-- Aim 1 --
Translate this sentence from the patent background on video display memory into Spanish: "The second screen area of the main memory was used solely for video attribute codes."
____________
The Terminal System 9003 video screen required 1920 locations in the main memory, although less than 1920 characters were being displayed. The video attribute changes required a single character blank space at the location of each change on the video screen. The video areas of the main memory were restricted to two screens.
The Terminal System 9003 with background attributes enabled video attribute changes without taking a space on the screen. The displayable video area of the main memory was equivalent to the first screen area of the Terminal System 9003 without background attributes and occupies 1920 contiguous locations in the main memory. The second screen area of the main memory was used solely for video attribute codes. The relative location of any video attribute in the second screen area of the main memory was the same as the relative location of its associated displayable data in the first screen area. Thus, for each displayable character there was an equivalent video attribute code. On each refresh cycle of the video screen, the data characters were presented to the character generator to obtain the appropriate dot matrix on the video screen, and the video attribute codes were presented parallel to the video attribute control circuits. Hence, a video screen required 3840 locations in the main memory. 1920 were required for the displayable data and 1920 for the attributes. These locations were required in the main memory whether or not a fewer number of characters were actually displayed on the screen and whether or not a lesser number of attribute changes were made.
Heretofore, video display apparatus employed a link-list, data-encoding system for refreshing a video display. Each block of data stored in a terminal memory included a two-character link that points to successive data blocks or the memory address of the next character to be retrieved. Such apparatus has been disclosed in the patent to Waitman et al., U.S. Pat. No. 3,972,026 issued on July 27, 1976, for Linked List Encoding Method And Control Apparatus For Refreshing A Cathode Ray Tube Display, and the patent to Lyman et al., U.S. Pat. No. 4,047,248, issued on Sept. 6, 1977, for Linked List Data Encoding Method And Control Apparatus For A Visual Display.
In the patent to Koster, U.S. Pat. No. Re. 28,238, reissued on Nov. 12, 1974, there is disclosed a control and display apparatus for a digital data processing system. A table link-up operation is initiated to determine the starting address for a page to be displayed. Characters are formed by display vectoring.
The patent to Hogal et al., U.S. Pat. No. 3,886,585, issued on Dec. 7, 1976, for Video Generator Circuit For A Dynamic Digital Television Display, discloses a video generator circuit and video refresh circuits. Data is stored in the refresh buffer in 16 bits per slot. Each slot has a pointer field that contains the address of another slot. A group of slots are threaded together into a list. The lists are accessed by a table of pointers.
Other patents of interest are:
Dumstorff et al. U.S. Pat. No. 3,789,367; Boyd, U.S. Pat. No. 3,744,033; Cuccio, U.S. Pat. No. 3,543,244.
____________
-- Aim 2 --
In the records, change "young leaf" to "fresh leaf" in the part that opens with the line containing "of the young" and closes with the line containing "pixel 175 155". Reproduce only that part, with everything else left as it is.
____________
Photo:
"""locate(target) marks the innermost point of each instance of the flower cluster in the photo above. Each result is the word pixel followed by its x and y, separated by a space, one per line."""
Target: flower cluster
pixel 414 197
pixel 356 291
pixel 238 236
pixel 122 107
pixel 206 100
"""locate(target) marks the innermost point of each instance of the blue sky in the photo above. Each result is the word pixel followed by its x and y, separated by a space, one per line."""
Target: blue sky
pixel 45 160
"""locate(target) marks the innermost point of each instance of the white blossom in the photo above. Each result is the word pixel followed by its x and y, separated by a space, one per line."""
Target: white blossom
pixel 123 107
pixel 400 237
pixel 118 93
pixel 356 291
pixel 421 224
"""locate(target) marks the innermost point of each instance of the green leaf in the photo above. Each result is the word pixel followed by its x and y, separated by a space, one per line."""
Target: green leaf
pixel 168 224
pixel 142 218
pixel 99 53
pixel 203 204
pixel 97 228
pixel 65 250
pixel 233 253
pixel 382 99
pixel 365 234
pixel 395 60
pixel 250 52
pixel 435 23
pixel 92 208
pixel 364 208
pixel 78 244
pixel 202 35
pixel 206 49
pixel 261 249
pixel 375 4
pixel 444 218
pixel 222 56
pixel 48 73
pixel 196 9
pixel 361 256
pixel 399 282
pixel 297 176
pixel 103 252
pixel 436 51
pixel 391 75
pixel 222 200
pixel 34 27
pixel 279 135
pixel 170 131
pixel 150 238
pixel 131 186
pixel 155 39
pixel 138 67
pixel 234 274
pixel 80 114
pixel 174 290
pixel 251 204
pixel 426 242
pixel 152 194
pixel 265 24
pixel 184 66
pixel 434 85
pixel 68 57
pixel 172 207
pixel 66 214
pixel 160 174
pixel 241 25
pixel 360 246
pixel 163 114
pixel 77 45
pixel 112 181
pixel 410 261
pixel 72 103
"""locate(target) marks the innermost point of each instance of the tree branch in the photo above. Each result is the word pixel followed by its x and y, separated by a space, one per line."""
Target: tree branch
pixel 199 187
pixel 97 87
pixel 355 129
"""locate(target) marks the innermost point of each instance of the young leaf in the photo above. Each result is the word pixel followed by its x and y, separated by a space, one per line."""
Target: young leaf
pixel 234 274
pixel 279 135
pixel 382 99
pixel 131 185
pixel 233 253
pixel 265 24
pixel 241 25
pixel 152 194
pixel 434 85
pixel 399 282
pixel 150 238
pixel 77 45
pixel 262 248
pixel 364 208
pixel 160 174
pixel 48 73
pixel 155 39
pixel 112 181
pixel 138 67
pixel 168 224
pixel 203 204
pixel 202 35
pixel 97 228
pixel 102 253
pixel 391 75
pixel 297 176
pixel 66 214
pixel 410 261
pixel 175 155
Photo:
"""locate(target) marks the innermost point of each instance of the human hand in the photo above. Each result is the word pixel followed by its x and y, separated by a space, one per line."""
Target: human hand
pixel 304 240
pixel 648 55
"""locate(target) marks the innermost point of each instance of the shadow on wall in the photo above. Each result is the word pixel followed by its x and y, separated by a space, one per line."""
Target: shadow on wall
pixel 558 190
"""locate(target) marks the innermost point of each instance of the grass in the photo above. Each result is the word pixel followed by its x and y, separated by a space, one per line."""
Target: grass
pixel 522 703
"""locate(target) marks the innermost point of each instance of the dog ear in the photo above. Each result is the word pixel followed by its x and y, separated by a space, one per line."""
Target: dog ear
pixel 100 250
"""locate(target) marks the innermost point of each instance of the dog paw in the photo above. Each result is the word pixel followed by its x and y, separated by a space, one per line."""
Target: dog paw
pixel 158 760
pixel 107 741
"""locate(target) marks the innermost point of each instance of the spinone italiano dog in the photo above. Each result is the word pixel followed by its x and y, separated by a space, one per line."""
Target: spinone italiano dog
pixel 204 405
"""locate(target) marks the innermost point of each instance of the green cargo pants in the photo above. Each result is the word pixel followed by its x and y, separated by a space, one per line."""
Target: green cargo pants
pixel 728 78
____________
-- Task output 1 --
La segunda área de pantalla de la memoria principal se utilizaba exclusivamente para los códigos de atributos de video.

-- Task output 2 --
"""locate(target) marks the innermost point of each instance of the fresh leaf in the photo above. Each result is the word pixel followed by its x and y, separated by a space, one per line."""
Target: fresh leaf
pixel 234 274
pixel 279 135
pixel 382 99
pixel 131 185
pixel 233 253
pixel 265 24
pixel 241 25
pixel 152 194
pixel 434 85
pixel 399 282
pixel 150 238
pixel 77 45
pixel 262 248
pixel 364 208
pixel 160 174
pixel 48 73
pixel 155 39
pixel 112 181
pixel 138 67
pixel 168 224
pixel 203 204
pixel 202 35
pixel 97 228
pixel 102 253
pixel 391 75
pixel 297 176
pixel 66 214
pixel 410 261
pixel 175 155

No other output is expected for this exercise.